* begin ENTRIES SUPPLIED *

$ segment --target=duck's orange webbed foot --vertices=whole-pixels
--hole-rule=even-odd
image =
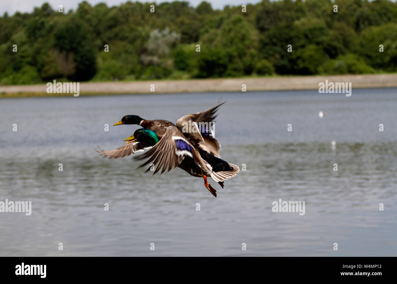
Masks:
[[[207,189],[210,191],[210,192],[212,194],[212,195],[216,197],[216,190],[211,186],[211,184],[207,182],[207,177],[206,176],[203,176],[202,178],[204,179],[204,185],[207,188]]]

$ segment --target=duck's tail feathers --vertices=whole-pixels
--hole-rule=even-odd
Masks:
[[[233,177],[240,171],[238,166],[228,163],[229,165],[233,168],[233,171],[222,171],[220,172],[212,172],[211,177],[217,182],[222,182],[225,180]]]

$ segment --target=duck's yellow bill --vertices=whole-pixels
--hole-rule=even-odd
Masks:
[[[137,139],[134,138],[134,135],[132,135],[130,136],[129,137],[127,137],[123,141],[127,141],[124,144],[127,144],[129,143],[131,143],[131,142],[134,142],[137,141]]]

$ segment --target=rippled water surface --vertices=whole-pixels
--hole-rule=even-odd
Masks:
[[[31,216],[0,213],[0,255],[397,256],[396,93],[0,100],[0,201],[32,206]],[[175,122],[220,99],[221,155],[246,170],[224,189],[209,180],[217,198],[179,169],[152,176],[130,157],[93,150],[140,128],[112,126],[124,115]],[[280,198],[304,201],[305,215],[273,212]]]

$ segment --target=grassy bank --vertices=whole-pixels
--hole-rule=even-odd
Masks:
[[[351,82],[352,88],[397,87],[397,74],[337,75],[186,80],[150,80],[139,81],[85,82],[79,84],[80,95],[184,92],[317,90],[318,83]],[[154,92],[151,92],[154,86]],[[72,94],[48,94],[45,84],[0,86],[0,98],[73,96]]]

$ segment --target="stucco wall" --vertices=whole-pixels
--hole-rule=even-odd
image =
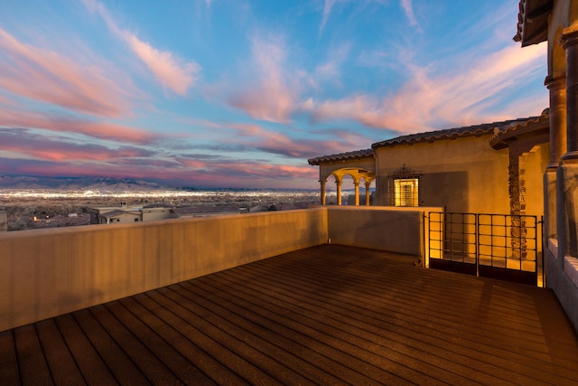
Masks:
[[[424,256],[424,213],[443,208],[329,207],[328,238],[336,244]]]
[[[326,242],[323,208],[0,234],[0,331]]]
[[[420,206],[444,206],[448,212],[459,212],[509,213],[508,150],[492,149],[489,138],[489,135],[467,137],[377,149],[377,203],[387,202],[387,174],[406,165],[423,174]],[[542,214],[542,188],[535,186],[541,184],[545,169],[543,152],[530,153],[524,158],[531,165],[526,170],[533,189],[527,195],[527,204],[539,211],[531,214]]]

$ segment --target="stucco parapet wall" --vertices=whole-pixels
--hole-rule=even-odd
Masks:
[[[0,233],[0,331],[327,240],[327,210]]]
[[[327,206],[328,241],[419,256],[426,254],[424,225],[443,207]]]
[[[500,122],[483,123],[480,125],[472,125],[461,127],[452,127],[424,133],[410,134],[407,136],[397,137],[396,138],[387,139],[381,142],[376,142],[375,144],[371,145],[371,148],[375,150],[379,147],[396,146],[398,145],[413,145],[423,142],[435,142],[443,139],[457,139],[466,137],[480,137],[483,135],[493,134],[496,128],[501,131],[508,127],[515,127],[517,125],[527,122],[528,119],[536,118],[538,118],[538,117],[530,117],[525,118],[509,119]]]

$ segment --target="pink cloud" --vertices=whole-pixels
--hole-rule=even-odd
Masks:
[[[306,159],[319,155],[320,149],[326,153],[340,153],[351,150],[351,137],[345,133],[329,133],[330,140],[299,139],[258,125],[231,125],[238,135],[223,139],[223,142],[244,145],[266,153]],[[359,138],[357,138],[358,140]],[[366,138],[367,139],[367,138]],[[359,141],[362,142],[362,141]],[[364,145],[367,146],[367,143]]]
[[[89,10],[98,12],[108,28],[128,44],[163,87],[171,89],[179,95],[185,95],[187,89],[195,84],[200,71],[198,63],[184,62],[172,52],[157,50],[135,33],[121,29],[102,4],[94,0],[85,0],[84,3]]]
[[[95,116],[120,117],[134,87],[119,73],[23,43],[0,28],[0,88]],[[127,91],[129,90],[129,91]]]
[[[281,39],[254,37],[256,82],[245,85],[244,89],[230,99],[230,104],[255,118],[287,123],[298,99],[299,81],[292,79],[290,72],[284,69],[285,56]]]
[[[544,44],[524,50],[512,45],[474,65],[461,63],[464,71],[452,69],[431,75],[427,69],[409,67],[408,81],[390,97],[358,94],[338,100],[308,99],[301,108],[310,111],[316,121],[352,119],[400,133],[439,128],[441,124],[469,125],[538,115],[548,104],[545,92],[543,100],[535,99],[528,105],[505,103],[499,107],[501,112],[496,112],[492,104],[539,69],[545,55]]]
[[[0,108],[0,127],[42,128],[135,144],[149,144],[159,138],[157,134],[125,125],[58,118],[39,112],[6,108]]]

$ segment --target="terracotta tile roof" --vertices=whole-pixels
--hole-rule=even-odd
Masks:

* end ENTRIES SUPPLIED *

§ **OBJECTIVE**:
Repeat the material above word for word and skip every image in it.

§ **OUTPUT FOR THIS EXERCISE**:
$ segment --target=duck's orange webbed foot --vertices=whole-pixels
--hole-rule=even-odd
image =
Masks:
[[[207,189],[210,191],[210,192],[212,194],[212,195],[216,197],[216,190],[211,186],[211,184],[207,182],[207,177],[206,176],[203,176],[202,178],[204,179],[204,185],[207,188]]]

$ segment --target=duck's tail feathers --vertices=whole-pixels
--hole-rule=even-odd
Masks:
[[[233,177],[240,171],[238,166],[228,163],[229,165],[233,168],[233,171],[222,171],[220,172],[212,172],[211,177],[217,182],[222,182],[225,180]]]

$ segment --target=duck's yellow bill --vertices=whole-pixels
--hole-rule=even-odd
Masks:
[[[137,139],[134,138],[134,135],[132,135],[130,136],[129,137],[127,137],[123,141],[127,141],[124,144],[127,144],[129,143],[131,143],[131,142],[134,142],[137,141]]]

$ segment --target=rippled water surface --vertices=whole-pixels
--hole-rule=even-odd
Masks:
[[[31,216],[0,213],[0,255],[397,256],[396,93],[0,100],[0,201],[32,206]],[[175,122],[220,99],[221,155],[246,170],[224,189],[209,180],[217,198],[179,169],[152,176],[130,157],[93,150],[140,128],[112,126],[124,115]],[[280,198],[304,201],[305,215],[273,212]]]

$ segment --target=grassy bank --vertices=whole-pixels
--hole-rule=even-odd
Masks:
[[[351,82],[352,88],[397,87],[397,74],[337,75],[186,80],[150,80],[139,81],[85,82],[79,84],[80,95],[184,92],[317,90],[318,83]],[[154,92],[151,92],[154,86]],[[72,94],[48,94],[45,84],[0,86],[0,98],[73,96]]]

$ segment --target="stucco wall" --vertices=whole-pixels
--hole-rule=even-odd
image =
Masks:
[[[424,256],[424,213],[443,208],[329,207],[328,238],[336,244]]]
[[[326,242],[323,208],[0,234],[0,331]]]
[[[420,206],[444,206],[448,212],[459,212],[509,213],[508,150],[492,149],[489,138],[489,135],[467,137],[377,149],[377,203],[387,202],[387,174],[406,165],[423,174]],[[542,214],[542,188],[535,186],[541,184],[545,169],[543,152],[530,153],[524,158],[531,165],[526,170],[533,189],[527,195],[527,204],[539,211],[531,214]]]

$ segment --target="stucco parapet wall" --vertices=whole-pixels
--hole-rule=even-odd
Masks:
[[[0,233],[0,331],[327,240],[327,210]]]
[[[327,206],[328,241],[419,256],[426,254],[424,225],[443,207]]]
[[[500,122],[483,123],[480,125],[472,125],[461,127],[452,127],[424,133],[410,134],[407,136],[397,137],[396,138],[387,139],[381,142],[376,142],[375,144],[371,145],[371,148],[375,150],[379,147],[396,146],[398,145],[413,145],[423,142],[435,142],[443,139],[457,139],[466,137],[480,137],[483,135],[493,134],[496,128],[501,131],[508,127],[515,127],[517,125],[527,122],[528,119],[536,118],[538,118],[538,117],[530,117],[525,118],[509,119]]]

$ segment --target="pink cloud" --vertices=whole-pixels
--hole-rule=even-odd
Masks:
[[[306,159],[319,155],[320,149],[326,153],[340,153],[351,150],[351,137],[345,133],[329,133],[330,140],[299,139],[258,125],[231,125],[238,135],[223,139],[223,142],[244,145],[266,153]],[[359,138],[357,138],[358,140]],[[366,138],[367,139],[367,138]],[[359,141],[362,142],[362,141]],[[364,145],[367,146],[367,143]]]
[[[89,10],[98,12],[108,28],[128,44],[163,87],[171,89],[179,95],[185,95],[187,89],[195,84],[200,71],[198,63],[184,62],[172,52],[157,50],[135,33],[121,29],[102,4],[94,0],[85,0],[84,3]]]
[[[95,116],[120,117],[134,87],[119,73],[23,43],[0,28],[0,88]],[[127,91],[129,90],[129,91]]]
[[[281,39],[254,37],[256,82],[245,85],[244,89],[230,99],[230,104],[255,118],[287,123],[298,99],[299,81],[292,79],[290,72],[284,69],[285,56]]]
[[[544,44],[524,50],[512,45],[474,65],[461,63],[464,71],[452,69],[431,75],[427,69],[409,67],[408,81],[390,97],[358,94],[338,100],[308,99],[301,108],[310,111],[316,121],[352,119],[400,133],[439,128],[441,124],[469,125],[538,115],[548,104],[545,92],[543,100],[535,99],[528,105],[505,103],[499,107],[501,112],[496,112],[492,104],[539,69],[545,55]]]
[[[0,108],[0,127],[42,128],[135,144],[149,144],[159,138],[157,134],[125,125],[58,118],[39,112],[6,108]]]

$ segment --target="terracotta tile roof" --vertices=whole-pixels
--hole-rule=even-odd
Masks:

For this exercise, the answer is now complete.